#### DO THIS:
Arrange the material below as a JSON list of strings, one string per line with blank lines omitted, starting at its first line and ending with the line that contains "point(6, 82)", inclusive.

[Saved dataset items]
= = = =

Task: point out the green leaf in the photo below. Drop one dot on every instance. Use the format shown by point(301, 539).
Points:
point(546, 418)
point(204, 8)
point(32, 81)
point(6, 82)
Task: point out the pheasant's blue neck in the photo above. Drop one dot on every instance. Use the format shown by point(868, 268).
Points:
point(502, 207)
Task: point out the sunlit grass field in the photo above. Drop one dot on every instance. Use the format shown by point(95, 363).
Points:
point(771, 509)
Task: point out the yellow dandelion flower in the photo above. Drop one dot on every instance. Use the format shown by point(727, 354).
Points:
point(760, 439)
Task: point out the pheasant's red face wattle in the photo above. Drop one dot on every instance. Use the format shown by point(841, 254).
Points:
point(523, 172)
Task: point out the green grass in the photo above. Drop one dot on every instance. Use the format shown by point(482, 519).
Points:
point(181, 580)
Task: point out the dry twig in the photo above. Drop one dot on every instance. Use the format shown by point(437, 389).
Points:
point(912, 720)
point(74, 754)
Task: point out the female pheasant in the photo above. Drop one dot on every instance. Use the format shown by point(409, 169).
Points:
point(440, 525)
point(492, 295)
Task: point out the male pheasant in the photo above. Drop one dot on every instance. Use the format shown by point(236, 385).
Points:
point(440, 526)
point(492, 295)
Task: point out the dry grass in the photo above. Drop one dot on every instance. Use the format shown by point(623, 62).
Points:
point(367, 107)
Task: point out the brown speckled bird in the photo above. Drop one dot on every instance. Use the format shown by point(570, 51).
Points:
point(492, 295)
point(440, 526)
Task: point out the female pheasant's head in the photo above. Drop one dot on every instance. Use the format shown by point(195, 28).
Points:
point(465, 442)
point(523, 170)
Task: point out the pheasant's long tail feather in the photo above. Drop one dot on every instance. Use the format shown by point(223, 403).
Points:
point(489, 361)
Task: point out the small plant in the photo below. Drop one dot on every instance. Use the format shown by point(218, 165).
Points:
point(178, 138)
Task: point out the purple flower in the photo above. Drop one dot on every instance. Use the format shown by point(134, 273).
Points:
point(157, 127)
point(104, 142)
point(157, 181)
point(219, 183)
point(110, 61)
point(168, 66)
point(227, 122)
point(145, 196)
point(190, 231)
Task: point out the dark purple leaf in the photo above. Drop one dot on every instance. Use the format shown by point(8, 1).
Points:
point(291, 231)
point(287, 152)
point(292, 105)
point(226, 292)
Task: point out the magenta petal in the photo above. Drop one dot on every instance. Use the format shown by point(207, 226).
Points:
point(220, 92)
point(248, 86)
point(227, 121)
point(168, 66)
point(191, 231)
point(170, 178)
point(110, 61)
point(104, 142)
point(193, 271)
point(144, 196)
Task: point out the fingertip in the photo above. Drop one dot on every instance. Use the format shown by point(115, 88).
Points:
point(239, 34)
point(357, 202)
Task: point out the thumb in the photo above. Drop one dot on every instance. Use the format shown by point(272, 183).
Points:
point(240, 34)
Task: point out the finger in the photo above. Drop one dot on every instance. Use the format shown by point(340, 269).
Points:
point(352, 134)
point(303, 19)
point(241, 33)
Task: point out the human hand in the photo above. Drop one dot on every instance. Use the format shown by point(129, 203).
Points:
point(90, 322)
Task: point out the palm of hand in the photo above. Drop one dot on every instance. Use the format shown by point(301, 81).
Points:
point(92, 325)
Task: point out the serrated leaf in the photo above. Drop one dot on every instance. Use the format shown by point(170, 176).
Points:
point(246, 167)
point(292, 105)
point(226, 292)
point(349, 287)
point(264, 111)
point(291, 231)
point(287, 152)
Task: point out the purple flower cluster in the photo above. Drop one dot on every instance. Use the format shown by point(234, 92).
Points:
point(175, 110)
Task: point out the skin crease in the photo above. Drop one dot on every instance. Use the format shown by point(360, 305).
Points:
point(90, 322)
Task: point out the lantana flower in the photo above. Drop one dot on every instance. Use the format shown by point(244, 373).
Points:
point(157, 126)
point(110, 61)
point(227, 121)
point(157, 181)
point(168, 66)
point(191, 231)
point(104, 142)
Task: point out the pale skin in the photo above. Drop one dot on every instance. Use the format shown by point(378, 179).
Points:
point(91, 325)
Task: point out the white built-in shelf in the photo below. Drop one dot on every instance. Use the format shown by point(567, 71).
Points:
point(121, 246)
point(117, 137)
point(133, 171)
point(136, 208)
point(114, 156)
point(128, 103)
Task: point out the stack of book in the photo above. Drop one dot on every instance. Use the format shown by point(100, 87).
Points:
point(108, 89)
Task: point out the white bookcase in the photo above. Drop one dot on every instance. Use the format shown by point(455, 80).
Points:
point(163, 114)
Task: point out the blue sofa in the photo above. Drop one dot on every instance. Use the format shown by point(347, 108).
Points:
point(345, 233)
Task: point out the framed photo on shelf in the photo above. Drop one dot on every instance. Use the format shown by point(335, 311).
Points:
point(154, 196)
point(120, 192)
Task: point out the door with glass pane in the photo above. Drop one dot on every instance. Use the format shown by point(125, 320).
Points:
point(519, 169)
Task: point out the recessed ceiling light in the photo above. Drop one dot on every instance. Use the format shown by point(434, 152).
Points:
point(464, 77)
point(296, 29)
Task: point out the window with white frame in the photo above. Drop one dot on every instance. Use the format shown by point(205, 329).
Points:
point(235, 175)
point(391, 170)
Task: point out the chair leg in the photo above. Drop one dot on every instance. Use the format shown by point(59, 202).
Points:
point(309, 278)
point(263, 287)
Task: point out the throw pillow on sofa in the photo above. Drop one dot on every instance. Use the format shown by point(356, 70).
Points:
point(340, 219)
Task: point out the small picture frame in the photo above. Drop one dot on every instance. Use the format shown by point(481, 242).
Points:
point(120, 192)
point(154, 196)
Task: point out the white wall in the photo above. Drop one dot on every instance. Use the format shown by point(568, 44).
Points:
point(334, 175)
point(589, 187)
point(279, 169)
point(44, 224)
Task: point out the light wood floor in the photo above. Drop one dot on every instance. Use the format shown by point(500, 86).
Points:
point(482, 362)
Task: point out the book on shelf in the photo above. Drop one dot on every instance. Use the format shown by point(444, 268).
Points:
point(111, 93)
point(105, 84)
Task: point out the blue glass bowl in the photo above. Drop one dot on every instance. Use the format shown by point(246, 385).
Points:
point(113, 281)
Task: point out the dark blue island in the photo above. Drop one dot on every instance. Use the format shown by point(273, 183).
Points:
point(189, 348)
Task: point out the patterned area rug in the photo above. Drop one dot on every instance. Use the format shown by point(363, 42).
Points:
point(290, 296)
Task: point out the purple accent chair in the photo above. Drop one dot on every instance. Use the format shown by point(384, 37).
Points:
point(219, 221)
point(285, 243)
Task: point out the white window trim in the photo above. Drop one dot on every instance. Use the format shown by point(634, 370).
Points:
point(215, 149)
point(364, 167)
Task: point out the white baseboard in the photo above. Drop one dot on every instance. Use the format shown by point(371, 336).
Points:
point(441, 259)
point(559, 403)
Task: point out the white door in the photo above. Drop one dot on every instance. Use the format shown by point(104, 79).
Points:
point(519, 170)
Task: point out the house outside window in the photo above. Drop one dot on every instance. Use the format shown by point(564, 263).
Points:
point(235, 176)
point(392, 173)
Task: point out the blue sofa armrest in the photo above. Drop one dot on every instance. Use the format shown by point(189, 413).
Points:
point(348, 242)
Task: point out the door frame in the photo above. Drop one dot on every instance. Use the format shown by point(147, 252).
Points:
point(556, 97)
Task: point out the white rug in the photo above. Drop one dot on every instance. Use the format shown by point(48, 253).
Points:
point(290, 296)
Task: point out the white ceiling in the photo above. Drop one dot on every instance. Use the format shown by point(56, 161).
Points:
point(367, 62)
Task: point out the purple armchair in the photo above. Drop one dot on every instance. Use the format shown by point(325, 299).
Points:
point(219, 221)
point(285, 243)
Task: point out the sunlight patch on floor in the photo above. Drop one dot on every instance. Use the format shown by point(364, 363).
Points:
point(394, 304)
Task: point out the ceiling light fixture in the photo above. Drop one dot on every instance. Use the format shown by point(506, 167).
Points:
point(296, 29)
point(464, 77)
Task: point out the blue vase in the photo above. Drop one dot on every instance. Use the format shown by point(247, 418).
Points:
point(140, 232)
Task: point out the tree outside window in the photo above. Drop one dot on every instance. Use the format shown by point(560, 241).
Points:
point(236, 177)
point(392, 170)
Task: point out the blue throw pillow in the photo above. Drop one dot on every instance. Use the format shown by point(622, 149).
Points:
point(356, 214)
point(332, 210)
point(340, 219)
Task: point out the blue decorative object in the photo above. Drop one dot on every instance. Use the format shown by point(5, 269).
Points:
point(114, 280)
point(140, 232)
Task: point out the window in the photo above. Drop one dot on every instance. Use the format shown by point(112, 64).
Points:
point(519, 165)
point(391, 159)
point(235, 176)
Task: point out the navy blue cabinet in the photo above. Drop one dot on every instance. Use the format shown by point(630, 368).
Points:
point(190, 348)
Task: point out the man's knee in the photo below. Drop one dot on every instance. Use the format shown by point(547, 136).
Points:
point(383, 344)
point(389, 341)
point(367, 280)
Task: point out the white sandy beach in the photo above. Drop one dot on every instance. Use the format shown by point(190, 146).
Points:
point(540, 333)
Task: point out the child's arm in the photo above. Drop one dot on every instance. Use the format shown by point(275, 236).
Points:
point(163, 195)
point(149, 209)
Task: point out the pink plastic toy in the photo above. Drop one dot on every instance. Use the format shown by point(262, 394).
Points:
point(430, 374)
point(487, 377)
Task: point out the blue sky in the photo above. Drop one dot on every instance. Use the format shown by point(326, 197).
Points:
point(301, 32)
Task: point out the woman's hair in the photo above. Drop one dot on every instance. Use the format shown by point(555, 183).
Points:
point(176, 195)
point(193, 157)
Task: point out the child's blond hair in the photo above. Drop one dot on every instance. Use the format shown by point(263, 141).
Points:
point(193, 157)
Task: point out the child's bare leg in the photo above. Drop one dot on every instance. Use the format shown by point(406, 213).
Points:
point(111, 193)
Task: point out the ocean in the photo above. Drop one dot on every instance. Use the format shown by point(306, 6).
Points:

= = = =

#### TASK ANSWER:
[
  "Task: point out the green leaf in the photo below. Drop one dot on every instance. Use the format shown by point(301, 539).",
  "Points:",
  "point(546, 418)",
  "point(204, 8)",
  "point(32, 81)",
  "point(6, 82)"
]